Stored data
- Opening Delimiter -
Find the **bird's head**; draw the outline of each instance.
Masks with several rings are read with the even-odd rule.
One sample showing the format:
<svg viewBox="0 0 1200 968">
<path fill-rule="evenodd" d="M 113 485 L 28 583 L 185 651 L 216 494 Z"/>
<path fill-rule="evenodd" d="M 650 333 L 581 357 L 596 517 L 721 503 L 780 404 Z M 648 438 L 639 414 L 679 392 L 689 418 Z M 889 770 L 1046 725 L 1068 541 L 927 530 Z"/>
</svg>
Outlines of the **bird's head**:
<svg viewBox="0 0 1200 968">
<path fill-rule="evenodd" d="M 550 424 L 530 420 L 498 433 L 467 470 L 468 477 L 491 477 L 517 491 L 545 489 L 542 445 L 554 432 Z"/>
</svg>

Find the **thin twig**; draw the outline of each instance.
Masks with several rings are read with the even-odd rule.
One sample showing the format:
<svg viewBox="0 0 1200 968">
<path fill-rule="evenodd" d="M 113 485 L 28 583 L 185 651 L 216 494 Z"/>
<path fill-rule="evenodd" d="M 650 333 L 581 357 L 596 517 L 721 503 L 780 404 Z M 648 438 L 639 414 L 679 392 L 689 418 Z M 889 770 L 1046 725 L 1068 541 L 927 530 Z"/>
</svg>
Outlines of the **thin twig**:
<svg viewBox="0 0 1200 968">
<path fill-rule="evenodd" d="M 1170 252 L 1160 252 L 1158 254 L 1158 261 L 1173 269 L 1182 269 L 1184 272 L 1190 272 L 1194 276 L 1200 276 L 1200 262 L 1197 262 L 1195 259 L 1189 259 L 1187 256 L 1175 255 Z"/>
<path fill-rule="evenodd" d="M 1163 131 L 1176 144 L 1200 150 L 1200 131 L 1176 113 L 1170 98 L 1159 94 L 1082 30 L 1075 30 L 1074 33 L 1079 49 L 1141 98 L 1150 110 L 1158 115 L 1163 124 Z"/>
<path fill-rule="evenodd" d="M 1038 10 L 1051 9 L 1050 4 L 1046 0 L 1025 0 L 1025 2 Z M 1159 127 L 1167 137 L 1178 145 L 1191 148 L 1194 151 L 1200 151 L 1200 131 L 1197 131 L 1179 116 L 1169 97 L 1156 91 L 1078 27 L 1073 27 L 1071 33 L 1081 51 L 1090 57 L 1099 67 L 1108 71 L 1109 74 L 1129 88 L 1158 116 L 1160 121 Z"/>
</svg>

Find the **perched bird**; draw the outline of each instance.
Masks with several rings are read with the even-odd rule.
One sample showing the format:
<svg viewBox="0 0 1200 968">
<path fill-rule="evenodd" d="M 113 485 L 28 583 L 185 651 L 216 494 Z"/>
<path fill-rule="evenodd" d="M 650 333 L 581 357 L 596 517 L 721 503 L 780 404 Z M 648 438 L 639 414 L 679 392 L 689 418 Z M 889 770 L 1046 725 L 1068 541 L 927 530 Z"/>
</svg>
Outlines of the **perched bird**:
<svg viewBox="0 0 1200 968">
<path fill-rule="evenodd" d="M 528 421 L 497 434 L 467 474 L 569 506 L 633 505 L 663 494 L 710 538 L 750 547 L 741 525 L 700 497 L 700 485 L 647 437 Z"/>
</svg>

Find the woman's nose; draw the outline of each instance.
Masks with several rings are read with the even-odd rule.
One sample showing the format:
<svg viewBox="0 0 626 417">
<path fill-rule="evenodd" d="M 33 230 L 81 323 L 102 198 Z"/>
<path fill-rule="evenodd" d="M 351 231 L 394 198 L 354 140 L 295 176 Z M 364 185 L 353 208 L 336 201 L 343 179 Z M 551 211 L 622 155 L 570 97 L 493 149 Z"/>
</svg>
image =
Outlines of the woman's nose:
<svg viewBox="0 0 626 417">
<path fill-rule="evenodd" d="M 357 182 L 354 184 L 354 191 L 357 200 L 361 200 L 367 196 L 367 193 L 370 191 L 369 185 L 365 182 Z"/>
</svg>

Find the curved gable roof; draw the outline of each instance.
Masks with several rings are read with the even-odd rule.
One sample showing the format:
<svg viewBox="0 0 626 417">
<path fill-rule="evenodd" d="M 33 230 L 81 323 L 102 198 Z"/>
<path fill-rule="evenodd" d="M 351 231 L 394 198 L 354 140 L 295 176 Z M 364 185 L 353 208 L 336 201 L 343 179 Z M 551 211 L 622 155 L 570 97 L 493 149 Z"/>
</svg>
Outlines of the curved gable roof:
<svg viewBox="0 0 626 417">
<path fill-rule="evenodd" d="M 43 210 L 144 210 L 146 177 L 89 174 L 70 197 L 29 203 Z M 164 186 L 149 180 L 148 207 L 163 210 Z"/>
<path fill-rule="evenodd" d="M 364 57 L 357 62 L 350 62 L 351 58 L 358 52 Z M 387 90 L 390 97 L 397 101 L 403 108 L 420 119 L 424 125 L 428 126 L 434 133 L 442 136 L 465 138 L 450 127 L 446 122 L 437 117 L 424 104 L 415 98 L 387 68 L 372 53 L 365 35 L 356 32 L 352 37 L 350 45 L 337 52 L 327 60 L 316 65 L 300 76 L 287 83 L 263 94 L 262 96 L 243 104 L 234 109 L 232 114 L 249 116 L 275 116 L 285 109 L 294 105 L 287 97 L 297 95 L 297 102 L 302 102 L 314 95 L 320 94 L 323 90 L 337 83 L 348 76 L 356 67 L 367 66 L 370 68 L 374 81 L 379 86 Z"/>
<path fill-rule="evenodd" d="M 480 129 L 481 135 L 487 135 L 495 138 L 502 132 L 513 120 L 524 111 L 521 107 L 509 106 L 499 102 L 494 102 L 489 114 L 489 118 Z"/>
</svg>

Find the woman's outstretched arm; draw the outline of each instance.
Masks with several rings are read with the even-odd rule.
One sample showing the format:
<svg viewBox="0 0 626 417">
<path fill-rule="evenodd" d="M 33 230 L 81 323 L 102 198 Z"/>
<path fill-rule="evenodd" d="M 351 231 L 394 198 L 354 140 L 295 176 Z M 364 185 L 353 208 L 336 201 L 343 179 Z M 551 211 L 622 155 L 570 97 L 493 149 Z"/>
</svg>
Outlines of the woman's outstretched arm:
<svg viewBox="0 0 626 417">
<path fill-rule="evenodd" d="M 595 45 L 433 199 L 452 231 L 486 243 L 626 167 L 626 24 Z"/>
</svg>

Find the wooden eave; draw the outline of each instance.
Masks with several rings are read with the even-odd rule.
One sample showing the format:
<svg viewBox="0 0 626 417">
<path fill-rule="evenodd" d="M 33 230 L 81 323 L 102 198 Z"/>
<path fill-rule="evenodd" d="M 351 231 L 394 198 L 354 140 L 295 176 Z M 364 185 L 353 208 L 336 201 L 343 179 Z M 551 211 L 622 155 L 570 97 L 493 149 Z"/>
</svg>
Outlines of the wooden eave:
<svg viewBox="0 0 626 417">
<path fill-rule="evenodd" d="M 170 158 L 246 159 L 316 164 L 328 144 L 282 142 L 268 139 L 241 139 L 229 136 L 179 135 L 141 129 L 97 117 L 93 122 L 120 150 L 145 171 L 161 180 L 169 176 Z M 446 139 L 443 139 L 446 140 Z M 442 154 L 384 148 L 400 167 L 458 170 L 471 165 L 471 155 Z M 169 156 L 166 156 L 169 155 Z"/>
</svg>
- Closing Delimiter -
# Prompt:
From the data above, copy each line exactly.

# Output below:
Find the **bird's head**; draw the outline of each instance.
Masks with several rings are read with the even-odd rule.
One sample showing the format:
<svg viewBox="0 0 1200 968">
<path fill-rule="evenodd" d="M 113 485 L 28 583 L 185 651 L 216 494 Z"/>
<path fill-rule="evenodd" d="M 650 333 L 581 357 L 596 517 L 721 503 L 780 404 Z M 648 438 L 639 414 L 679 392 L 689 418 Z M 889 770 L 1046 725 L 1068 541 L 927 530 Z"/>
</svg>
Outlines of the **bird's head**:
<svg viewBox="0 0 1200 968">
<path fill-rule="evenodd" d="M 550 424 L 530 420 L 498 433 L 467 470 L 468 477 L 491 477 L 517 491 L 545 489 L 542 445 L 554 432 Z"/>
</svg>

Find the **thin twig**; draw the outline of each instance.
Masks with several rings are read with the even-odd rule.
One sample showing the format:
<svg viewBox="0 0 1200 968">
<path fill-rule="evenodd" d="M 113 485 L 28 583 L 185 651 L 216 494 Z"/>
<path fill-rule="evenodd" d="M 650 333 L 581 357 L 596 517 L 721 503 L 780 404 Z M 648 438 L 639 414 L 679 392 L 689 418 Z M 889 770 L 1046 725 L 1068 541 L 927 530 Z"/>
</svg>
Outlines of the **thin twig**:
<svg viewBox="0 0 1200 968">
<path fill-rule="evenodd" d="M 1170 252 L 1160 252 L 1158 254 L 1158 261 L 1173 269 L 1182 269 L 1184 272 L 1190 272 L 1194 276 L 1200 276 L 1200 262 L 1197 262 L 1195 259 L 1189 259 L 1187 256 L 1175 255 Z"/>
<path fill-rule="evenodd" d="M 1163 131 L 1176 144 L 1200 150 L 1200 131 L 1176 113 L 1170 98 L 1159 94 L 1082 30 L 1075 30 L 1074 33 L 1079 49 L 1141 98 L 1150 110 L 1158 115 L 1163 124 Z"/>
<path fill-rule="evenodd" d="M 1038 10 L 1051 9 L 1050 4 L 1046 0 L 1025 0 L 1025 2 Z M 1159 127 L 1167 137 L 1178 145 L 1191 148 L 1194 151 L 1200 151 L 1200 131 L 1197 131 L 1179 116 L 1169 97 L 1156 91 L 1078 27 L 1073 27 L 1071 33 L 1081 51 L 1090 57 L 1099 67 L 1108 71 L 1109 74 L 1129 88 L 1158 116 L 1160 121 Z"/>
</svg>

Find the **perched bird**; draw the outline of each instance.
Masks with several rings are read with the even-odd rule.
One sample showing the format:
<svg viewBox="0 0 1200 968">
<path fill-rule="evenodd" d="M 113 485 L 28 583 L 185 651 L 216 494 Z"/>
<path fill-rule="evenodd" d="M 650 333 L 581 357 L 596 517 L 721 503 L 780 404 Z M 648 438 L 639 414 L 679 392 L 689 418 Z M 889 770 L 1046 725 L 1068 541 L 927 530 Z"/>
</svg>
Outlines of the **perched bird**:
<svg viewBox="0 0 1200 968">
<path fill-rule="evenodd" d="M 528 421 L 497 434 L 467 474 L 569 506 L 633 505 L 663 494 L 710 538 L 750 547 L 741 525 L 700 497 L 700 485 L 647 437 Z"/>
</svg>

Find the woman's nose; draw the outline of each instance.
Masks with several rings are read with the even-odd rule.
One sample showing the format:
<svg viewBox="0 0 626 417">
<path fill-rule="evenodd" d="M 33 230 L 81 323 L 102 198 Z"/>
<path fill-rule="evenodd" d="M 351 231 L 394 198 L 354 140 L 295 176 Z M 364 185 L 353 208 L 336 201 L 343 179 Z M 551 211 L 622 155 L 570 97 L 493 149 Z"/>
</svg>
image =
Outlines of the woman's nose:
<svg viewBox="0 0 626 417">
<path fill-rule="evenodd" d="M 357 182 L 354 184 L 354 191 L 357 200 L 361 200 L 367 196 L 367 193 L 370 191 L 369 185 L 365 182 Z"/>
</svg>

Find the curved gable roof; draw the outline of each instance.
Masks with several rings are read with the even-odd rule.
One sample showing the format:
<svg viewBox="0 0 626 417">
<path fill-rule="evenodd" d="M 33 230 L 81 323 L 102 198 Z"/>
<path fill-rule="evenodd" d="M 351 231 L 394 198 L 354 140 L 295 176 Z M 364 185 L 353 208 L 336 201 L 343 179 Z M 551 211 L 622 155 L 570 97 L 493 149 Z"/>
</svg>
Outlines of the curved gable roof:
<svg viewBox="0 0 626 417">
<path fill-rule="evenodd" d="M 43 210 L 144 210 L 146 177 L 89 174 L 70 197 L 29 203 Z M 164 186 L 149 180 L 148 207 L 163 210 Z"/>
<path fill-rule="evenodd" d="M 364 57 L 357 62 L 350 62 L 351 58 L 358 52 Z M 387 90 L 390 97 L 397 101 L 403 108 L 420 119 L 424 125 L 428 126 L 434 133 L 442 136 L 465 138 L 450 127 L 446 122 L 437 117 L 424 104 L 415 98 L 387 68 L 372 53 L 365 35 L 356 32 L 352 37 L 350 45 L 337 52 L 327 60 L 316 65 L 300 76 L 287 83 L 263 94 L 262 96 L 243 104 L 234 109 L 232 114 L 249 116 L 275 116 L 285 109 L 294 105 L 287 97 L 297 95 L 297 102 L 302 102 L 314 95 L 320 94 L 323 90 L 337 83 L 348 76 L 356 67 L 367 66 L 370 68 L 374 81 L 379 86 Z"/>
<path fill-rule="evenodd" d="M 480 129 L 481 135 L 487 135 L 495 138 L 502 132 L 513 120 L 524 111 L 521 107 L 509 106 L 499 102 L 494 102 L 489 114 L 489 118 Z"/>
</svg>

Find the woman's outstretched arm; draw the outline of each instance.
Masks with several rings are read with the even-odd rule.
One sample showing the format:
<svg viewBox="0 0 626 417">
<path fill-rule="evenodd" d="M 33 230 L 81 323 L 102 198 Z"/>
<path fill-rule="evenodd" d="M 351 231 L 394 198 L 354 140 L 295 176 Z M 364 185 L 353 208 L 336 201 L 343 179 Z M 551 211 L 622 155 L 570 97 L 493 149 Z"/>
</svg>
Outlines of the woman's outstretched arm:
<svg viewBox="0 0 626 417">
<path fill-rule="evenodd" d="M 595 45 L 433 199 L 452 231 L 486 243 L 626 167 L 626 24 Z"/>
</svg>

Find the wooden eave; draw the outline of each instance.
Masks with several rings are read with the even-odd rule.
One sample showing the format:
<svg viewBox="0 0 626 417">
<path fill-rule="evenodd" d="M 33 230 L 81 323 L 102 198 Z"/>
<path fill-rule="evenodd" d="M 351 231 L 394 198 L 354 140 L 295 176 Z M 364 185 L 353 208 L 336 201 L 343 179 Z M 551 211 L 622 155 L 570 97 L 493 149 Z"/>
</svg>
Outlines of the wooden eave:
<svg viewBox="0 0 626 417">
<path fill-rule="evenodd" d="M 170 158 L 246 159 L 316 164 L 328 144 L 282 142 L 268 139 L 241 139 L 229 136 L 179 135 L 141 129 L 97 117 L 93 122 L 120 150 L 145 171 L 161 180 L 169 176 Z M 446 139 L 443 139 L 446 140 Z M 442 154 L 384 148 L 400 167 L 458 170 L 471 165 L 471 155 Z M 169 156 L 166 156 L 169 155 Z"/>
</svg>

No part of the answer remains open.